Way back in Week 1, we learned that an algorithm is nothing more than a set of instructions given to the computer.


This week will broaden our understanding of algorithms as we traverse arrays, searching and sorting their elements.


Recall that we can qualify code by its correctness, design, and style. Week 3 hones in on design, or the efficiency of a program, which is measured by how fast it runs.


As always, this guide will be split into two parts: my personal notes and thoughts on the course content, along with my experience with the week’s problem set.


Lecture Notes


To recap, arrays are blocks of memory stored side-by-side, sort of like a locker.




Behind each of these seven doors is a distinct ‘value’, very much akin to how arrays store data within each adjacent block of memory.


With this in mind, let’s break down Week 3.


Search Algorithms


So what if we wanted to find out if a certain number, say the number 35, is stored behind one of those doors?


Well, we could implement a simple search algorithm. Before we start writing in C, however, it’s always good practice to start off with pseudocode.


We might tackle this problem by traversing the array – opening each door one-by-one – and then checking whether 35 appears behind one of those doors.


If so, the program would return true, and if not, false.


For each door from left to right

    If 35 is behind door

        Return true

Return false


Taking this pseudocode one step further, from human-readable instructions to a close approximation of the final code, we might end up with the following.

- ITEMS
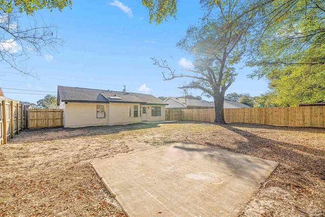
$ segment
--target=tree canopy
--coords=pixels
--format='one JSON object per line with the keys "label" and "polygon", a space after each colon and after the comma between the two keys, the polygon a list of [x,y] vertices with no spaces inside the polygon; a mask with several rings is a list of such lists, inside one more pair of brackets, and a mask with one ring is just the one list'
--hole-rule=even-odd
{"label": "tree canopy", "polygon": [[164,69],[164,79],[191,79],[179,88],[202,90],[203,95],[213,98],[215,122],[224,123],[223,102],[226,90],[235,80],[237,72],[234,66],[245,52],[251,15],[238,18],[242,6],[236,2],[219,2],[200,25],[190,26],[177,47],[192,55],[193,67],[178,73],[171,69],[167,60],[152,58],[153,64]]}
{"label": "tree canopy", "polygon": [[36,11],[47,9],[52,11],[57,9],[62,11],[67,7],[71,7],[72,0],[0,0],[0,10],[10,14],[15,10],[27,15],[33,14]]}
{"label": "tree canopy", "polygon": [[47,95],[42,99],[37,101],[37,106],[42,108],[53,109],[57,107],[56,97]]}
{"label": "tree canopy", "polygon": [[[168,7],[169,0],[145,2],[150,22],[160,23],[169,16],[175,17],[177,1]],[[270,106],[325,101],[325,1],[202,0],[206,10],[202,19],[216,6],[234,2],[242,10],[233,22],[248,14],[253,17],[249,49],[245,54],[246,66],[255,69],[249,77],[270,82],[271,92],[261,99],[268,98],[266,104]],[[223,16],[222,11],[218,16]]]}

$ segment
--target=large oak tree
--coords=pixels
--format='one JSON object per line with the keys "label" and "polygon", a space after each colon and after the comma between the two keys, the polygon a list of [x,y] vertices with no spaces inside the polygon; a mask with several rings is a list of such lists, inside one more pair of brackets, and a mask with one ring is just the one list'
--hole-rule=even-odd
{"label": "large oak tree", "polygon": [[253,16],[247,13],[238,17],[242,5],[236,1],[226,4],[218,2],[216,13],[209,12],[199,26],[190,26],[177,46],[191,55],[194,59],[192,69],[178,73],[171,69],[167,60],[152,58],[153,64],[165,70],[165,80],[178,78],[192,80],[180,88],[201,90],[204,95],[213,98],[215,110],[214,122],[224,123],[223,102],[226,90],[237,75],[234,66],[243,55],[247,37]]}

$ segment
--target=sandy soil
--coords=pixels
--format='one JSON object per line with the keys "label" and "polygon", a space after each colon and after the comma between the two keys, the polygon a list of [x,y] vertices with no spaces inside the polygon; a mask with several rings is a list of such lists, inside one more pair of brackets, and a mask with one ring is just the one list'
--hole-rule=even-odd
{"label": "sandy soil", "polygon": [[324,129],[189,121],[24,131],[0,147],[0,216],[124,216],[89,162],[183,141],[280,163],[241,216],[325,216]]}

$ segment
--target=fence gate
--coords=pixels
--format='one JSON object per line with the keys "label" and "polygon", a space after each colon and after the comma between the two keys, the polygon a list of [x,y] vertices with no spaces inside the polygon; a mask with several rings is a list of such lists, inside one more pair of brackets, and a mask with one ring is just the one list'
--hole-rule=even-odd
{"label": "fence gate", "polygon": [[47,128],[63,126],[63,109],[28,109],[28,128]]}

* * *

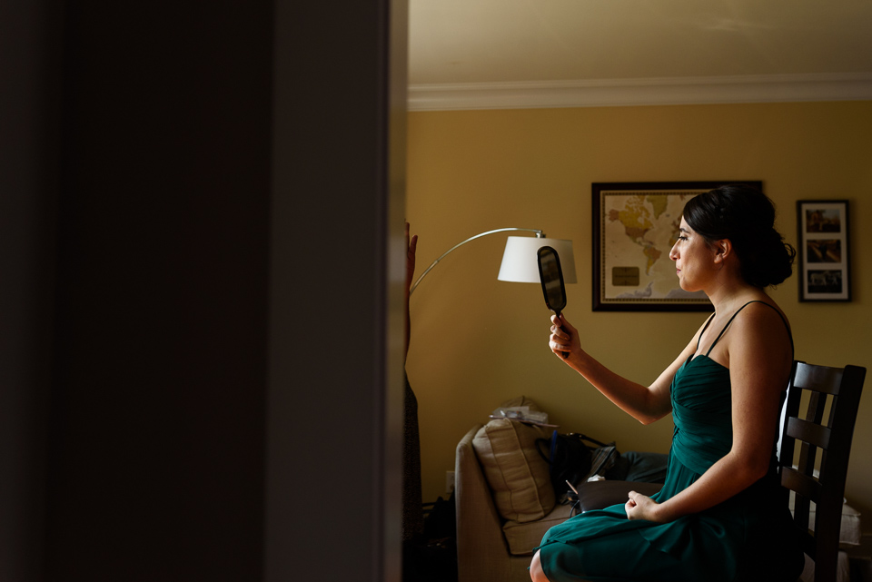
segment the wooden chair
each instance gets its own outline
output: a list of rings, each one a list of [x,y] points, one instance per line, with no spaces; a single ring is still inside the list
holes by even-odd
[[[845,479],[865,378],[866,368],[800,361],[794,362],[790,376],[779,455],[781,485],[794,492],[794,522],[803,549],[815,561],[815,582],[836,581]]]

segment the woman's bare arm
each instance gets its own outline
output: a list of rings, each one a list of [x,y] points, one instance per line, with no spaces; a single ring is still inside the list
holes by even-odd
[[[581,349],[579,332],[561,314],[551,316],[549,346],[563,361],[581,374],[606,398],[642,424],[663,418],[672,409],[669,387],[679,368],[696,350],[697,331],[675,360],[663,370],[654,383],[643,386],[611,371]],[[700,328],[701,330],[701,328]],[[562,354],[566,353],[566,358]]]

- TASK INSTRUCTIONS
Answer these questions using the algorithms notes:
(a) How is a program's design, or efficiency, measured?
(b) How many doors does the locker comparison describe?
(c) What does the search pseudocode return if 35 is not behind any door?

- RESPONSE BELOW
(a) By how fast it runs.
(b) Seven.
(c) False.